BRIEF: In the listing below, output everything from the line containing "Species-survey task: indicate the stone cornice" down to the end, copying each line verbatim. Leave the pictures out of your answer.

[Point annotation dataset records]
'''

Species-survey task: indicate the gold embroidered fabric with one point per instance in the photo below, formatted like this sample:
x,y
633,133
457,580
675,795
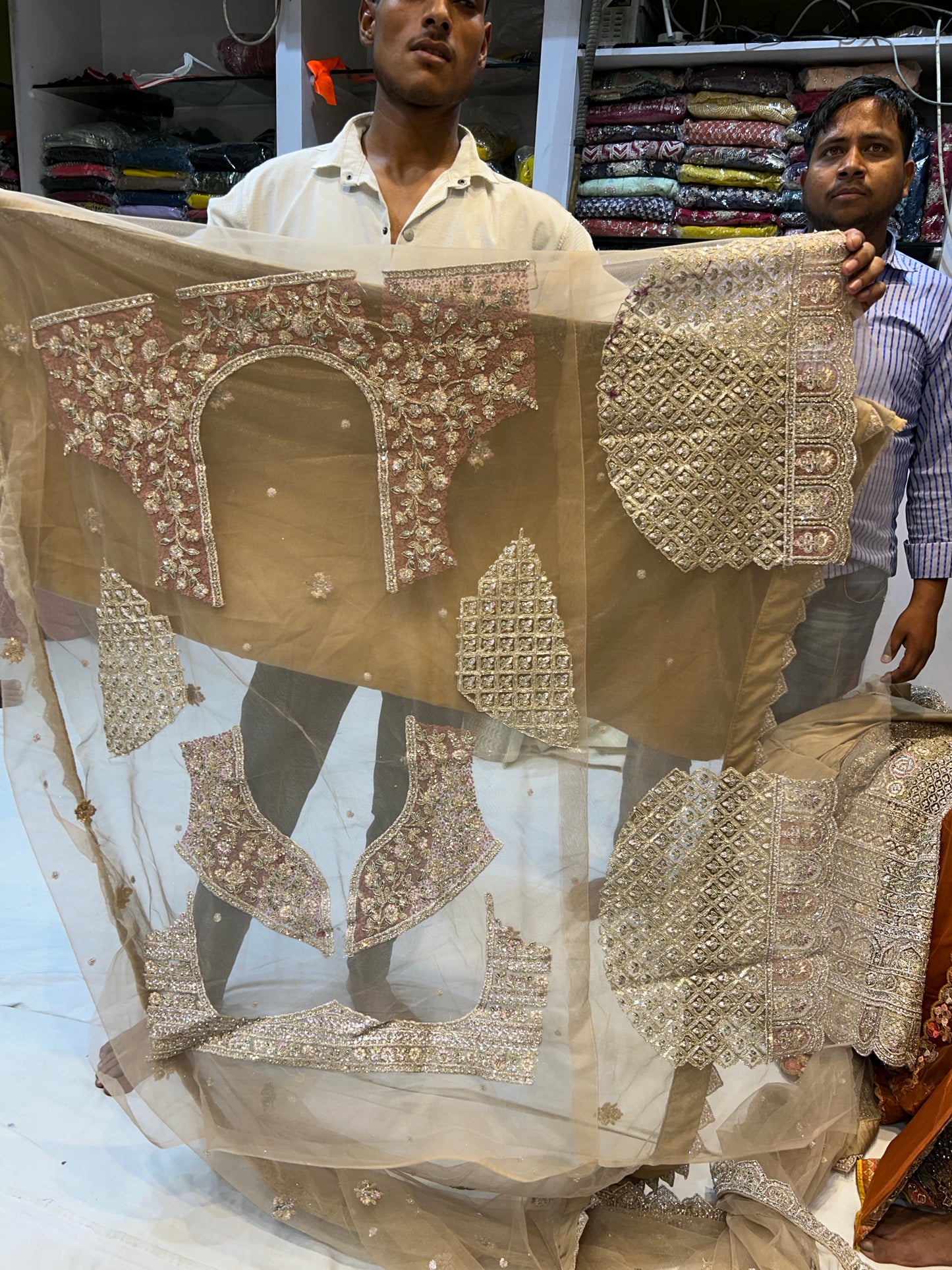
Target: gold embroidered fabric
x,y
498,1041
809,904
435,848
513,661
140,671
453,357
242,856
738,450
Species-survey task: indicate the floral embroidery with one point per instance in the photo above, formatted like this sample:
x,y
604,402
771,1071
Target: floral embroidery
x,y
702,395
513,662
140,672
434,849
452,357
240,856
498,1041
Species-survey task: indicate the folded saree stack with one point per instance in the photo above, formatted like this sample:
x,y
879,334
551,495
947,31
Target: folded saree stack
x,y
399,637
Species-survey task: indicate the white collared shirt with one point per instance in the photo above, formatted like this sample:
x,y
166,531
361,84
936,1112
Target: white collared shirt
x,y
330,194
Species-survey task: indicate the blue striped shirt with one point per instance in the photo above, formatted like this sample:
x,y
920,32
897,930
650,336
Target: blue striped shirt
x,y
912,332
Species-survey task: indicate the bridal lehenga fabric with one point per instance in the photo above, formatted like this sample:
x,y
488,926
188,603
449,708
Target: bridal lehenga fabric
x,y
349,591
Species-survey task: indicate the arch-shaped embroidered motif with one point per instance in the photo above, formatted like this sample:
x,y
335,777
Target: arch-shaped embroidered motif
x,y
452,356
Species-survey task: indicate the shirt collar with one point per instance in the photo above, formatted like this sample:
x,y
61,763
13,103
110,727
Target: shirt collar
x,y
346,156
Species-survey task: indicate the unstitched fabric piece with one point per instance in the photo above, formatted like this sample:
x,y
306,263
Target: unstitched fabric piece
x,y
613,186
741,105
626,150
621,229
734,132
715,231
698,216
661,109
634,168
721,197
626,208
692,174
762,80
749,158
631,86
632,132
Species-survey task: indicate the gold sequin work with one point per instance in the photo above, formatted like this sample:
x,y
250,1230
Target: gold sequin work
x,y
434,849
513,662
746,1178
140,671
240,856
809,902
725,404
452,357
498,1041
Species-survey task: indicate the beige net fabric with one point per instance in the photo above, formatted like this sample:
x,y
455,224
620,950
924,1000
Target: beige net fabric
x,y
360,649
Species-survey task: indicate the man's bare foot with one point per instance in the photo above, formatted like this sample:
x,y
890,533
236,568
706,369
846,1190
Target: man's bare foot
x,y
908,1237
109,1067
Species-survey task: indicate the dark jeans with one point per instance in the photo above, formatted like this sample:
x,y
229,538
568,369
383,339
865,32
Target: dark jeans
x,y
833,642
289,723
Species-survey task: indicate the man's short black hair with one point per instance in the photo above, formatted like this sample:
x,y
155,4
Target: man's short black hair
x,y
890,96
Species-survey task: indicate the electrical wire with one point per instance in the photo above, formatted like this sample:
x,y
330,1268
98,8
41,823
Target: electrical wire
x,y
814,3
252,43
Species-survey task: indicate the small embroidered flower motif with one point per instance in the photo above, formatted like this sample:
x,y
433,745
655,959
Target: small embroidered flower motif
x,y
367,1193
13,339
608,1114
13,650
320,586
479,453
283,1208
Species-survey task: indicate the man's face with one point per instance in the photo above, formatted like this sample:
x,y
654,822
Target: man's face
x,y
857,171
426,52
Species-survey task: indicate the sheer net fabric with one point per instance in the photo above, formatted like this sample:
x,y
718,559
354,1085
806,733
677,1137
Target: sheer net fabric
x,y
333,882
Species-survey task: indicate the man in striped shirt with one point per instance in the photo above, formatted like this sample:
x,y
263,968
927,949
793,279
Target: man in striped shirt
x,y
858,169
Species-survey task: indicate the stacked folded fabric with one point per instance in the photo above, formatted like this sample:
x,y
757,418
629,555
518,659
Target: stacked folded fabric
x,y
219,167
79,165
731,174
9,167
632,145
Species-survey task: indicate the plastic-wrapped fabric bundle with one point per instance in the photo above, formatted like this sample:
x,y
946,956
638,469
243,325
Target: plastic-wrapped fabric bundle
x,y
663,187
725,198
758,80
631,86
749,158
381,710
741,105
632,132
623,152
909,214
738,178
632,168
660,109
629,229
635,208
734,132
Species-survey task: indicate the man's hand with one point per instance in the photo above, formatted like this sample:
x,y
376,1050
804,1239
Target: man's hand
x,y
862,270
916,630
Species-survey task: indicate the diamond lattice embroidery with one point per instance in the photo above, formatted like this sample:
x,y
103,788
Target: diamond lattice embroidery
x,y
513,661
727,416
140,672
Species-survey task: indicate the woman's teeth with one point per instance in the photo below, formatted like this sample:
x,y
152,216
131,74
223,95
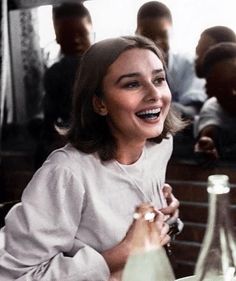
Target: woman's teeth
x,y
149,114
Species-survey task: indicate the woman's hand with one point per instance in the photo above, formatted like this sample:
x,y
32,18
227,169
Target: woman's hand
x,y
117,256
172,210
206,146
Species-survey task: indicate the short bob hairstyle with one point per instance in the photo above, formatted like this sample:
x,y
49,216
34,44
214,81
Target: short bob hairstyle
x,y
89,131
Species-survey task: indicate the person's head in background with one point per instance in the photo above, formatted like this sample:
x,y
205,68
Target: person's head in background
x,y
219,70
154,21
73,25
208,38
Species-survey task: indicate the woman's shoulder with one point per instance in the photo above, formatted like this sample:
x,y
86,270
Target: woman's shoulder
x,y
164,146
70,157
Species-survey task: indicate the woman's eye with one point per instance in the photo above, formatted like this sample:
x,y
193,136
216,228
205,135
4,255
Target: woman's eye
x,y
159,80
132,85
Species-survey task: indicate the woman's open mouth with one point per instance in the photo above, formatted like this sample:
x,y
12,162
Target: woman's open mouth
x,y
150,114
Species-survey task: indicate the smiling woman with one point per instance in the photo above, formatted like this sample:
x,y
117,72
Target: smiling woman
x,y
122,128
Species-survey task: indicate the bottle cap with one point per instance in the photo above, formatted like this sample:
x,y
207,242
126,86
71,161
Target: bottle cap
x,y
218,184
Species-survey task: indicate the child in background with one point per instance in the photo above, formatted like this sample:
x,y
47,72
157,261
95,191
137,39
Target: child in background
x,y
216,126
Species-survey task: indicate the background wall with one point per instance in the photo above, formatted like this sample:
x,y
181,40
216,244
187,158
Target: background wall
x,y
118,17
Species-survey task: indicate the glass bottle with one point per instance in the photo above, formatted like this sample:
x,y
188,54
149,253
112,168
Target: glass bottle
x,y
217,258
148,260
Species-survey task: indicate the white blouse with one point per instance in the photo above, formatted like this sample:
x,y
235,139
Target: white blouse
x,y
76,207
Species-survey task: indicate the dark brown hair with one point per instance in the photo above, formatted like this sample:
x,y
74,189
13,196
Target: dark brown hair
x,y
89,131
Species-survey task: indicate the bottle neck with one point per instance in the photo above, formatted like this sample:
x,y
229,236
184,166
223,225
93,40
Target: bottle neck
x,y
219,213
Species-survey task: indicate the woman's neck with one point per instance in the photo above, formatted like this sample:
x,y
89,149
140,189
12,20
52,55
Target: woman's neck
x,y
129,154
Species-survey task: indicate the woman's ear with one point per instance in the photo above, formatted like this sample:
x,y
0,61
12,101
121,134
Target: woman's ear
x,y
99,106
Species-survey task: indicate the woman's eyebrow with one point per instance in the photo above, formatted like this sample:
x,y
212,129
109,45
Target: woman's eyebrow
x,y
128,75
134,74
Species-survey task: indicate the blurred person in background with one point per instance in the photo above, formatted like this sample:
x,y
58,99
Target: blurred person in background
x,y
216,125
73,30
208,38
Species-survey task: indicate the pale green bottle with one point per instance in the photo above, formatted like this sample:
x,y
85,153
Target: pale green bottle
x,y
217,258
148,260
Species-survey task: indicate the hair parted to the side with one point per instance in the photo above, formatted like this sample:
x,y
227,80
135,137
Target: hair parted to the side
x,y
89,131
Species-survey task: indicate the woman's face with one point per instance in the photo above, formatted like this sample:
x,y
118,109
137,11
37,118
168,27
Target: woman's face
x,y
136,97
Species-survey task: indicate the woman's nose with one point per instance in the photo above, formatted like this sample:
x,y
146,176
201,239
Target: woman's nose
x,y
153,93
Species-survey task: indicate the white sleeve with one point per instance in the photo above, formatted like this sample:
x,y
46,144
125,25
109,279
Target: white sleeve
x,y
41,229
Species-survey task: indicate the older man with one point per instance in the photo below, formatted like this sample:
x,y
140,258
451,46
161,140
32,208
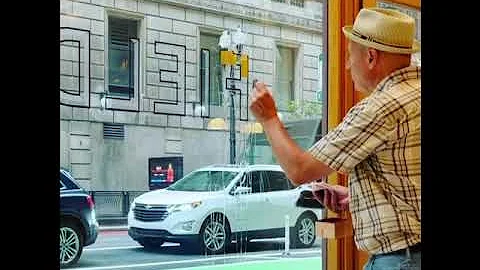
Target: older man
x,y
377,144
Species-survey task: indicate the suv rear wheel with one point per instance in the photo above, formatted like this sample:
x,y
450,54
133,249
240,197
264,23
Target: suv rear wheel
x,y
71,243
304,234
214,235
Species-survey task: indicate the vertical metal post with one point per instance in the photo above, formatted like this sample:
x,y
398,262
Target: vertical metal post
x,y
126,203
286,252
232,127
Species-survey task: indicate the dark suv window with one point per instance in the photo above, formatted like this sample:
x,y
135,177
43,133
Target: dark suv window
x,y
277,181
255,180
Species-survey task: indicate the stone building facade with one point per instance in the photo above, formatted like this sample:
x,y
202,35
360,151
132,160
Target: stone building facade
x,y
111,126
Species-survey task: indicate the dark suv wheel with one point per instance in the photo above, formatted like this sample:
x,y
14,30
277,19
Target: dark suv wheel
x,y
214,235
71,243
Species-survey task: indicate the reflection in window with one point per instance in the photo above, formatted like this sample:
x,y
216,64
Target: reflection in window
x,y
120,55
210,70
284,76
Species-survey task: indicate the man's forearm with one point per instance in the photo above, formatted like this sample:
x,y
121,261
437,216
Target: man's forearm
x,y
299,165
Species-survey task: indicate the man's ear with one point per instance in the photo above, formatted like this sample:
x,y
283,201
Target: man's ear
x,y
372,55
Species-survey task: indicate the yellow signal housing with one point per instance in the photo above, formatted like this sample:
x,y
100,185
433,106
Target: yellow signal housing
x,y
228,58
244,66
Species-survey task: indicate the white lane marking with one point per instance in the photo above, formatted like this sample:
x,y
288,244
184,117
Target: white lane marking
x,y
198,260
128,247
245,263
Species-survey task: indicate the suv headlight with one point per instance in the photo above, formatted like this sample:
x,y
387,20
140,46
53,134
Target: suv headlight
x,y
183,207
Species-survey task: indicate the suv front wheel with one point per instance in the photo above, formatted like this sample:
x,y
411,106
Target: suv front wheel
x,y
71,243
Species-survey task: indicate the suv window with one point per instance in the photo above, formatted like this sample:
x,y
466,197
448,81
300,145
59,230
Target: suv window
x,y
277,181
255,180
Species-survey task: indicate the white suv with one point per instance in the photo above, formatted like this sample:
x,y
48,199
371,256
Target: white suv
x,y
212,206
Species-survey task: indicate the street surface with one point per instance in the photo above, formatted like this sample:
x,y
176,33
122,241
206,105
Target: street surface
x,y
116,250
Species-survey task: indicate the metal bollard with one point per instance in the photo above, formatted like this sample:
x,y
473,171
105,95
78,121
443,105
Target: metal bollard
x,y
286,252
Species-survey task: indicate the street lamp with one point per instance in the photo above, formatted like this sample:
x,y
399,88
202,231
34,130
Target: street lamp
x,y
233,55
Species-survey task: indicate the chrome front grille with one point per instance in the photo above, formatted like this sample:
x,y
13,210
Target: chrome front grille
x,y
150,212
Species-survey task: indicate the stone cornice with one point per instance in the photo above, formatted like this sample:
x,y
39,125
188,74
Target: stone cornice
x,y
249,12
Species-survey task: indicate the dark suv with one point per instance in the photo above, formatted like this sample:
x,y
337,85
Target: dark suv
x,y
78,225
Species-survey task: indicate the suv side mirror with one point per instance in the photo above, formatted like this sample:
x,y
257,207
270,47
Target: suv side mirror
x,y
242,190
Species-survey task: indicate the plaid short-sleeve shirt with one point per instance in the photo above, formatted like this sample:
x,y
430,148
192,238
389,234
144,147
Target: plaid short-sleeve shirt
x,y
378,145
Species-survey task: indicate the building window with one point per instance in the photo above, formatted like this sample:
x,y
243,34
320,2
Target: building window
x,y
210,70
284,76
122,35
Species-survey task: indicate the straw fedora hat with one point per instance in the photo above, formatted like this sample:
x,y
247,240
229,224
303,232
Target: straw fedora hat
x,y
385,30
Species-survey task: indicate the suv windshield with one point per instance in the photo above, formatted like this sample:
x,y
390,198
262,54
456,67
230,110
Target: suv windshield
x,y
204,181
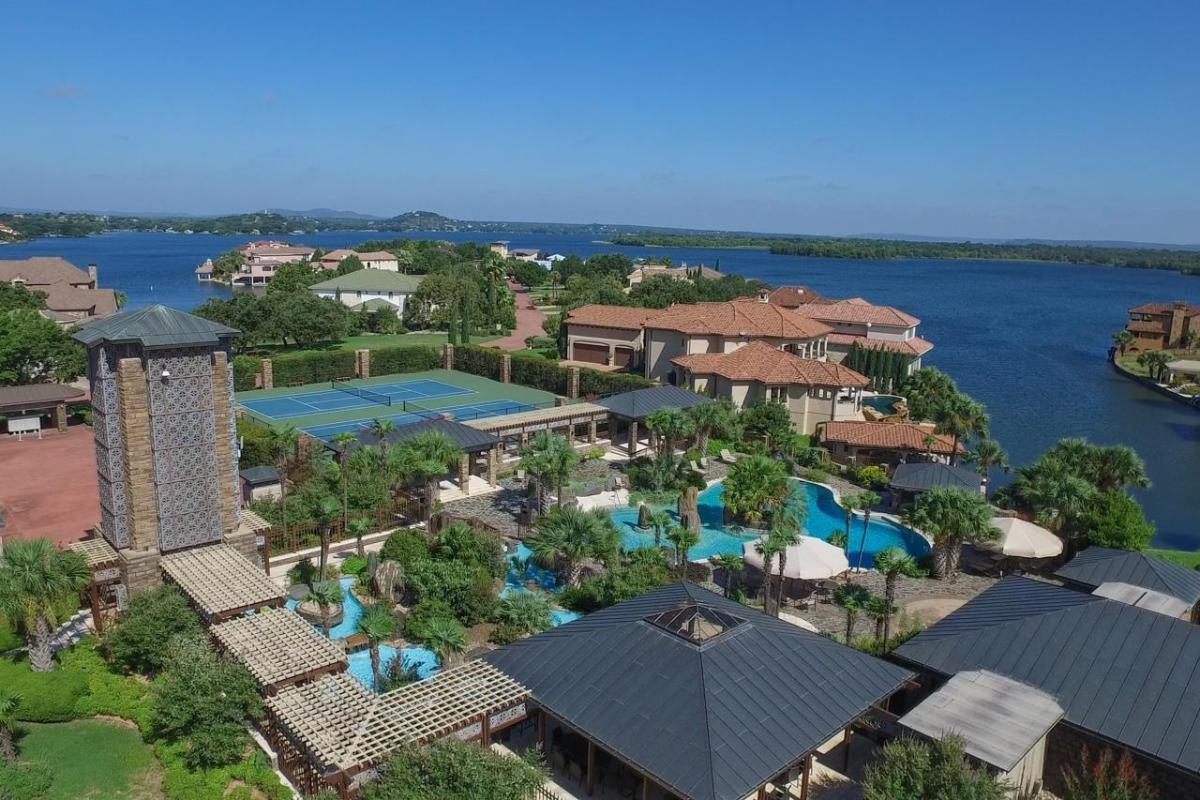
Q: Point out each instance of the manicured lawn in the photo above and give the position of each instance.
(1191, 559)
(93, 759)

'''

WRITTEN SOLUTION:
Species-survey task: indicate the stone cornice with one point per instance in the photo above, formatted like this sample:
x,y
39,125
188,74
Target: stone cornice
x,y
249,12
Species-survey task: indicate the dark suv with one point per instance in the photo above, formatted like this sample:
x,y
337,85
Target: dark suv
x,y
78,225
Species-survey task: indicate the suv side mirror with one point per instance in the photo above, formatted like this sample:
x,y
257,207
270,47
Target: suv side mirror
x,y
242,190
Species-survey task: indicate the plaid short-sleeve shirt with one point per instance in the photo above, formatted like this sample:
x,y
430,148
192,238
389,234
144,147
Target: plaid short-sleeve shirt
x,y
378,145
Species-survey task: indicate the building window with one point per instance in the photo above, formatted like this sample:
x,y
243,34
320,2
Target: building window
x,y
210,70
284,76
122,35
Species-survey task: indicate the straw fedora hat with one point per instance in the photo above, formatted like this sample:
x,y
247,240
229,224
303,232
Target: straw fedora hat
x,y
385,30
Species-survey task: indicate the suv windshield with one point per instance in the photo above, formatted like this sample:
x,y
390,198
262,54
456,67
230,110
Target: suv windshield
x,y
204,181
Q: Point out each instance of the manicured lawn in the photo above and give the position of each instance.
(1191, 559)
(93, 759)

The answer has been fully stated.